* Trecho selecionado *
______________________________

Não só de trabalhadores que pensam estamos necessitados. Precisamos, com urgência, de juristas e de parlamentares que também aprendam os rudimentos da razão lógica – e da ética humanista.

Este texto foi publicado também nos seguinte sites: 

http://www.interjornal.com.br/noticia.kmf?cod=18900187
http://poyastro.blogspot.com.br/2012/09/um-codigo-sem-prumo.html
http://www.tribunadaimprensa.com.br/?p=47500
http://gilsonsampaio.blogspot.com.br/2012/09/um-codigo-sem-prumo.html
http://www.debatesculturais.com.br/um-codigo-sem-prumo/
http://www.idadecerta.com.br/blog/?p=40726
http://www.minhocanacabeca.com/noticia/22482/um-co-sem-prumo
http://nilsonsa.blogspot.com.br/2012/09/um-codigo-sem-prumo.html
http://militanciaviva.blogspot.com.br/2012/09/um-codigo-sem-prumo.html
http://www.idadecerta.com.br/blog/?tag=ibama



3 comentários:

maria disse...

maria disse...
Santayana: costumo ler e apreciar seus artigos como inteligentes e sensíveis. Enganei-me: neste tu demonstras que o humanismo a que te referes é capenga porque incapaz de compaixão pelos animais. E quanto à sensibilidade, sequer és capaz de sentires/perceberes que uma sociedade que não se recente contra os mau tratos com os irracionais, sempre será incapaz de olhar com respeito e carinho para os seus iguais. Que os juristas erram ao demarcar condenações injustas, sem dúvida. Pecas, no entanto, com as justificativas que apresentas. Deverias refletir melhor e condicionar tua interpretação para a injusta penalização de crimes menores, cometidos, em geral, pelos pobres, interesse maior do encarceramento numa sociedade de controle. Te faltou a inteligência que eu pensava que abundava em ti, que pena!!

12 de setembro de 2012 19:01

Mauro Santayana disse...

______________________________

* Dados de correspondência entre texto e região *
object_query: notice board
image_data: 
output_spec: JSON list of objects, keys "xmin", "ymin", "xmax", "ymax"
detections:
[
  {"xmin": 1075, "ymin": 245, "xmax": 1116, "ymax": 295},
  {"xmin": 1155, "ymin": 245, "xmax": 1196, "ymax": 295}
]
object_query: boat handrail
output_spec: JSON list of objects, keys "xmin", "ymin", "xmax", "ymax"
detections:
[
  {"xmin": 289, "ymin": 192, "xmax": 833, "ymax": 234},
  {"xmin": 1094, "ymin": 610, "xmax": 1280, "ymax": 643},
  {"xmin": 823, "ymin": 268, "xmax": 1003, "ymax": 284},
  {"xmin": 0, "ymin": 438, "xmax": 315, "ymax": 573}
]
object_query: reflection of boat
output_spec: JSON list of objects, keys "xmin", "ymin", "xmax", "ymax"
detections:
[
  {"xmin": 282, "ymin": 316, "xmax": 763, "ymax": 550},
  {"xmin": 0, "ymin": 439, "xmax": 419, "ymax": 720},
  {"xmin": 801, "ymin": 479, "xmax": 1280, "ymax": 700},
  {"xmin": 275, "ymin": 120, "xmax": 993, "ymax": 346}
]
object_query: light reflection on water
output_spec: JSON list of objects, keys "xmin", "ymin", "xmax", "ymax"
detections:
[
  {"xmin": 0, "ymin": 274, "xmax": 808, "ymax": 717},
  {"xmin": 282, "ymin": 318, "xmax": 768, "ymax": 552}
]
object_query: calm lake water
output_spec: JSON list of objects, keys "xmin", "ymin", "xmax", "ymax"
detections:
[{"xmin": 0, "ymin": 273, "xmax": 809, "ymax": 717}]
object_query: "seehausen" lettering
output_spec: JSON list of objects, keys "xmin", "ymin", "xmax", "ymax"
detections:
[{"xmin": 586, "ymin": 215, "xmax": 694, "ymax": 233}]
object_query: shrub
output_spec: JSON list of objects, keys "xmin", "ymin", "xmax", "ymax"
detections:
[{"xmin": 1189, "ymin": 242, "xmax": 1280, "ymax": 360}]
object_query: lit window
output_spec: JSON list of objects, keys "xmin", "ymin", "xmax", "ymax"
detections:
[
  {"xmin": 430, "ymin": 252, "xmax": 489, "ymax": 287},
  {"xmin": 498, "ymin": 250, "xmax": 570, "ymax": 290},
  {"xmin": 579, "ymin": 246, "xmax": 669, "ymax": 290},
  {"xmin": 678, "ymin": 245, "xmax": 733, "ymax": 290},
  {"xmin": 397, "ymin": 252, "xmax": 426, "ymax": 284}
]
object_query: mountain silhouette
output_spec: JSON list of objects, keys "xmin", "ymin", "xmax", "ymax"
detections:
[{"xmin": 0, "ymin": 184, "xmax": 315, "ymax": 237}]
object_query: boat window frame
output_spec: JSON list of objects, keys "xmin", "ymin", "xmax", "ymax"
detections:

______________________________

* O que se pede *
Copie do trecho selecionado tudo o que vai desde "Santayana: costumo ler" até "ti, que pena!!". A listagem não é necessária para esta atividade.

* Resposta *
Santayana: costumo ler e apreciar seus artigos como inteligentes e sensíveis. Enganei-me: neste tu demonstras que o humanismo a que te referes é capenga porque incapaz de compaixão pelos animais. E quanto à sensibilidade, sequer és capaz de sentires/perceberes que uma sociedade que não se recente contra os mau tratos com os irracionais, sempre será incapaz de olhar com respeito e carinho para os seus iguais. Que os juristas erram ao demarcar condenações injustas, sem dúvida. Pecas, no entanto, com as justificativas que apresentas. Deverias refletir melhor e condicionar tua interpretação para a injusta penalização de crimes menores, cometidos, em geral, pelos pobres, interesse maior do encarceramento numa sociedade de controle. Te faltou a inteligência que eu pensava que abundava em ti, que pena!!